* [Exercise goal]: Starting with the first line, output the data exactly through to the end.

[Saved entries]
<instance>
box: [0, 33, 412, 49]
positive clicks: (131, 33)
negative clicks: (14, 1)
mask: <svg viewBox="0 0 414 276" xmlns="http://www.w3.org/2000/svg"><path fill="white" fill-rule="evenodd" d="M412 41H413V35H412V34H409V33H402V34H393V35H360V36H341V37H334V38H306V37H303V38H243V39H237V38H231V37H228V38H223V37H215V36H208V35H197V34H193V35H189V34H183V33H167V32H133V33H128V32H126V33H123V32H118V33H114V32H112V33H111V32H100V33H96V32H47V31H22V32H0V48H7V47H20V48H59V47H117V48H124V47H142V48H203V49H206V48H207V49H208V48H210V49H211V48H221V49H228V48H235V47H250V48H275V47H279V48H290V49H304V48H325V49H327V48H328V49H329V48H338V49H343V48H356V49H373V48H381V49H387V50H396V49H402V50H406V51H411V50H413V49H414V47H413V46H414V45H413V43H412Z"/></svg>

* [Answer below]:
<instance>
box: [0, 33, 412, 49]
positive clicks: (131, 33)
negative clicks: (14, 1)
mask: <svg viewBox="0 0 414 276" xmlns="http://www.w3.org/2000/svg"><path fill="white" fill-rule="evenodd" d="M412 41H413V35H412V34H409V33H402V34H393V35H360V36H341V37H334V38H306V37H303V38H243V39H237V38H231V37H228V38H223V37H215V36H208V35H197V34H193V35H189V34H183V33H167V32H133V33H128V32H126V33H123V32H118V33H114V32H112V33H111V32H100V33H96V32H47V31H22V32H0V48H7V47H20V48H59V47H117V48H124V47H142V48H203V49H206V48H207V49H208V48H210V49H211V48H221V49H228V48H235V47H250V48H275V47H279V48H290V49H304V48H325V49H327V48H328V49H329V48H338V49H343V48H356V49H373V48H381V49H387V50H396V49H402V50H406V51H411V50H413V49H414V47H413V46H414V45H413V43H412Z"/></svg>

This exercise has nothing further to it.